- TEXT EXCERPT
Guide

27 Questions to Ask a Clothing Manufacturer Before Placing Your Order [2026]

27 questions to ask a clothing manufacturer before ordering — with red flags to watch for. From a factory owner who answers these daily.

White CottonPedro Carreira··13 min read
27 Questions to Ask a Clothing Manufacturer Before Placing Your Order [2026]
01

Why This List Exists

We receive over 50 brand enquiries every month. The ones that end up with smooth production almost always asked the right questions before committing. The ones that end up frustrated usually skipped the due diligence.

After years of answering these from the factory side, I compiled the 27 questions to ask a clothing manufacturer that actually matter — the ones that separate informed brands from brands that get burned. This is the list I wish every brand would work through before placing their first order — with any factory, not just ours.


02

Questions to Ask When Qualifying a Manufacturer

Before you discuss pricing or timelines, establish whether you are talking to an actual factory or a middleman.

1. Are you a factory or an agent?

This is the single most important question. Many companies that present themselves as manufacturers are actually trading companies, agencies, or sourcing intermediaries who subcontract production to a factory you will never see.

Good answer: A specific factory address, photos of their production floor, names of key staff. They invite you to visit.

Red flag: Vague answers like "we work with multiple facilities" or "we manage production across several factories." That means they are an agent adding margin.

2. Can I visit the factory?

Any legitimate factory will welcome production clients for a visit. If they hesitate or make excuses, question why.

Good answer: "Yes — once your samples are approved, we arrange a factory tour. We are in Barcelos, 40 minutes from Porto airport."

Red flag: "Visits are not possible at this time" or "our facility is not set up for visitors." This usually means there is no factory to visit.

3. What garment types do you specialise in?

[Data pulled from a collection]
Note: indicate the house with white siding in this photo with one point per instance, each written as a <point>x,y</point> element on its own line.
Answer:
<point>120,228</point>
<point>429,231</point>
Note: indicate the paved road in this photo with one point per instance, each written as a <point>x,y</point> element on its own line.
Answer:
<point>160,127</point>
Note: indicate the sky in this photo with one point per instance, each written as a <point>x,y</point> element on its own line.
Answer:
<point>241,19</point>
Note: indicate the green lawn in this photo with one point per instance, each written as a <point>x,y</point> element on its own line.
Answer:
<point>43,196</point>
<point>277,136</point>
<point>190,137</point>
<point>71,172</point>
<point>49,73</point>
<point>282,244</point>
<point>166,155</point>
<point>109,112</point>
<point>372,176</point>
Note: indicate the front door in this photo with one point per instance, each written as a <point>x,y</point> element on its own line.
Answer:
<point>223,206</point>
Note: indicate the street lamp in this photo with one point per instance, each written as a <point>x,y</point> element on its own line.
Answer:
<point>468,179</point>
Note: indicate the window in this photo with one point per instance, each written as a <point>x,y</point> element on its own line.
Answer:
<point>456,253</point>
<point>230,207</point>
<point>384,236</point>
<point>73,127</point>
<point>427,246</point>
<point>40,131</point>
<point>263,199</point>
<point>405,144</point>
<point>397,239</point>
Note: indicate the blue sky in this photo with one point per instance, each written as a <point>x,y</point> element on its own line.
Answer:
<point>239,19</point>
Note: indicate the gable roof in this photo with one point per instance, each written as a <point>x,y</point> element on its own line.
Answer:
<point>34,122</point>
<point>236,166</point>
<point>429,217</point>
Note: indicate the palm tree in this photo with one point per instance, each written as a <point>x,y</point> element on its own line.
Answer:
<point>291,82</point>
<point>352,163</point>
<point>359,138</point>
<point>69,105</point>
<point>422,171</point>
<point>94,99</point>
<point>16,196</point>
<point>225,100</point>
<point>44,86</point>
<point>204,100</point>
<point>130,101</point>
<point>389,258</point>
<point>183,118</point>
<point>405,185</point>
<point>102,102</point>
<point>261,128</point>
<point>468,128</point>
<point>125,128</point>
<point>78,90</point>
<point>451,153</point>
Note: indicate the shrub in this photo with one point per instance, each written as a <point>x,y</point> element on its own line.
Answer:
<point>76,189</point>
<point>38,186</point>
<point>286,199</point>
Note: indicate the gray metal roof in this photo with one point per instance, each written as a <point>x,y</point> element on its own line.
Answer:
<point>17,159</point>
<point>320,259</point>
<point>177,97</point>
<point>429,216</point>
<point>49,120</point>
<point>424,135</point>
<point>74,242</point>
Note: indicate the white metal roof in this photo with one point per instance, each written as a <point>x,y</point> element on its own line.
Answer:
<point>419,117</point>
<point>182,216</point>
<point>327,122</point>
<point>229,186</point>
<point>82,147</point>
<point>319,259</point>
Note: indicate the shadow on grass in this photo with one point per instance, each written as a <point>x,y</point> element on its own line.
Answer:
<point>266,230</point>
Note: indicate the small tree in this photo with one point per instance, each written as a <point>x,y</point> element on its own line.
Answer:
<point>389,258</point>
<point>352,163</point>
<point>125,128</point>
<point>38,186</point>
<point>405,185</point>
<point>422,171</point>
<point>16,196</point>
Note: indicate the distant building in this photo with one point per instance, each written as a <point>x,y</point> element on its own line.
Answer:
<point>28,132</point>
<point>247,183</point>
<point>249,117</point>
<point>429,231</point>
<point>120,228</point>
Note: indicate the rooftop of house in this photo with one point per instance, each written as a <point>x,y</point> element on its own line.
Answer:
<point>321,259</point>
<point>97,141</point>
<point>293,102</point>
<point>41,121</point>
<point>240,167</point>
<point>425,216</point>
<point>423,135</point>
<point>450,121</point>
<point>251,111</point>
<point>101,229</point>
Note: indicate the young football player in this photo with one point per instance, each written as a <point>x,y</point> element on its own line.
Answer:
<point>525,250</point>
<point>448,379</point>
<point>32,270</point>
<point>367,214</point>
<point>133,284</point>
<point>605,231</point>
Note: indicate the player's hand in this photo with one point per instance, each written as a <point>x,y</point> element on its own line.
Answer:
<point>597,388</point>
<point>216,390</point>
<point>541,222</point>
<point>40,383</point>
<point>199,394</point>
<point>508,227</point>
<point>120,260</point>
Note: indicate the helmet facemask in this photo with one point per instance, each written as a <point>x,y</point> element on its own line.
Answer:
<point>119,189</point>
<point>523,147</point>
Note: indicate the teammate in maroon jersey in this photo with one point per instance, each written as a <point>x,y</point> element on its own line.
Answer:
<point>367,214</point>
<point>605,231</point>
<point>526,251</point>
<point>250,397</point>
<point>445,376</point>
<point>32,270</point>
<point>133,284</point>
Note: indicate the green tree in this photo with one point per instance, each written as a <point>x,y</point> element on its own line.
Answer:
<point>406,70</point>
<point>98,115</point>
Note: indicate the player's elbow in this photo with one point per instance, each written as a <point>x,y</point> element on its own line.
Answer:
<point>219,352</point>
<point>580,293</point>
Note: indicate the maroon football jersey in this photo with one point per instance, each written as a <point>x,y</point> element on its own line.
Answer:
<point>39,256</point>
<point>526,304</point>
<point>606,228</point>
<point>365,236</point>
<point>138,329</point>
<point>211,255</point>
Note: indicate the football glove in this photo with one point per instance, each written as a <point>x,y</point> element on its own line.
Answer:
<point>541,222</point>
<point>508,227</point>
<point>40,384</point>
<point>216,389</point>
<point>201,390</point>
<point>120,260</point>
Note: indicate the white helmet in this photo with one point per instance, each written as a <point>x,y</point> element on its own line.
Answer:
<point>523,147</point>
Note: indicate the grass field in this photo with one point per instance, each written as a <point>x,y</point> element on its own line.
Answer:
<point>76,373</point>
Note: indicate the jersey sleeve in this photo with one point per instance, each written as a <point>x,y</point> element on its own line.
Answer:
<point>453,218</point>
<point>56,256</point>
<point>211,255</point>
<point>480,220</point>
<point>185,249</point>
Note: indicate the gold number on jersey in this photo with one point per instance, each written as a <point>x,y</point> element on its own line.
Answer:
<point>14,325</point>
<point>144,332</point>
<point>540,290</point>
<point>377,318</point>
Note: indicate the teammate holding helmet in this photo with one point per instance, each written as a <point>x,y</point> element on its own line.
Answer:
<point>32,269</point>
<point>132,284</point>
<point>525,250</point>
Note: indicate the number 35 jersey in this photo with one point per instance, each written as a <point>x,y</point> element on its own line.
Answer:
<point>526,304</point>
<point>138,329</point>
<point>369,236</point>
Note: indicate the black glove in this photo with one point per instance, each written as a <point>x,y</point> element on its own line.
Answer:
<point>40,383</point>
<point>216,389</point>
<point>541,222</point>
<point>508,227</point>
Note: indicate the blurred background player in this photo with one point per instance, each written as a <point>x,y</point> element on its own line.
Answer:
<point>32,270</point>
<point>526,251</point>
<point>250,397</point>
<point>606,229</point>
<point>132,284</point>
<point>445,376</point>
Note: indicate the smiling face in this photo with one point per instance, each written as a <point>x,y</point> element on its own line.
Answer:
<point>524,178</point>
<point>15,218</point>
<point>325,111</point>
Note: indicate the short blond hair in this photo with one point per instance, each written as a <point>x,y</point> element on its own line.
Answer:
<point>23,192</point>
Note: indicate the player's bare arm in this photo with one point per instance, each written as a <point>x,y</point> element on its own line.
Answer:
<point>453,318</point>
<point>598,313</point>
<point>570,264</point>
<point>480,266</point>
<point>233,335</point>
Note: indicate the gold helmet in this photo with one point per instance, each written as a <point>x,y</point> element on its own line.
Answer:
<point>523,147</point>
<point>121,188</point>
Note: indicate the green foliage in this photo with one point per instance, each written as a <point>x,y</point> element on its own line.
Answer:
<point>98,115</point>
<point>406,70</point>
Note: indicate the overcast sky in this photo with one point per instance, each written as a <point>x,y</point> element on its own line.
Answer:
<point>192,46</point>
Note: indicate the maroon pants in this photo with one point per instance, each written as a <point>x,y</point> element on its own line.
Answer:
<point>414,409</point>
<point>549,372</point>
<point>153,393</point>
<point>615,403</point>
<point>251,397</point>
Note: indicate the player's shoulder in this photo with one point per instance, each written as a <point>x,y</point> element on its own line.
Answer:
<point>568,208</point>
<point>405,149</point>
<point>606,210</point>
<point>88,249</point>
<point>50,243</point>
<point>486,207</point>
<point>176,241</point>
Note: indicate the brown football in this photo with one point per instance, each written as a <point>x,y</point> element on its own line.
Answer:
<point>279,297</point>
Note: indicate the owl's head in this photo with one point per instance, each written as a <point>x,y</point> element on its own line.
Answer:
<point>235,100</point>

- WHAT IS ASKED
1 - In the guide to questions for a clothing manufacturer, how many brand enquiries does the factory say it receives every month?
2 - Pick up the guide to questions for a clothing manufacturer right after its last line and keep writing it.
You won't need the rows for anything here.

- EXPECTED RESPONSES
1 - Over 50 brand enquiries.

2 -
Factories that do everything well do not exist. A factory that specialises in knit casualwear (hoodies, t-shirts, sweatshirts) will not produce a tailored blazer to the same standard. Know what they are genuinely good at.

Good answer: A specific list — "we specialise in cut-and-sew knits: hoodies, sweatshirts, t-shirts, joggers, and outerwear."

Red flag: "We can make anything." No factory can. The ones that say they can are either lying or subcontracting the styles they cannot handle.

4. What is your minimum order quantity per style per colour?

MOQ tells you whether the factory is set up for your scale. A factory with a 1,000-unit minimum is not the right partner for a brand ordering 100 pieces.

Good answer: A specific number with context — "50 units per style per colour. First orders at this minimum, volume pricing kicks in above 200."

Red flag: An MOQ that changes depending on what you want to hear, or an MOQ that seems too low to be economically viable for the factory.

5. Can you share photos or video of your production floor?

Real factories are proud of their facilities. If they cannot or will not show you where your garments will be made, something is wrong.

Good answer: Photos or video showing cutting tables, sewing lines, finishing stations, quality control areas — with their branding visible.

Red flag: Stock photos, renders, or "we will send photos later." Later never comes.


03

Questions to Ask About Pricing and Costs

Once you have established that you are talking to a real factory, get clarity on what you will actually pay.

6. Can you provide a line-by-line cost breakdown?

You need to know what you are paying for — not just a single number. A transparent factory breaks down fabric, trims, CMT (cut, make, trim), decoration, finishing, and packaging separately.

Good answer: An itemised quote showing each cost component with unit prices.

Red flag: A single lump-sum quote with no breakdown. This makes it impossible to compare quotes fairly or identify where costs can be optimised. For reference on what a proper breakdown looks like, see our clothing production costs guide.

7. What is included in the quoted price?

Some factories include sampling and pattern making in the production quote. Others charge separately. Know what you are getting.

Good answer: "The quote covers fabric, trims, CMT, finishing, packaging, and quality control. Sampling is charged separately at €50–150 per style, deducted from the first bulk order."

Red flag: "Everything is included" with no specifics — hidden costs will appear later.

8. What are your payment terms?

Standard industry terms are 30–50% deposit on order confirmation, balance on completion before shipping. Anything dramatically different deserves scrutiny.

Good answer: "30% deposit, 70% on completion. We send photos of finished goods before you pay the balance."

Red flag: 100% upfront payment, especially on a first order. Also watch for factories that demand full payment before showing finished goods.

9. Are there volume discounts? At what quantities?

Understanding the pricing tiers helps you plan your growth and budget for reorders.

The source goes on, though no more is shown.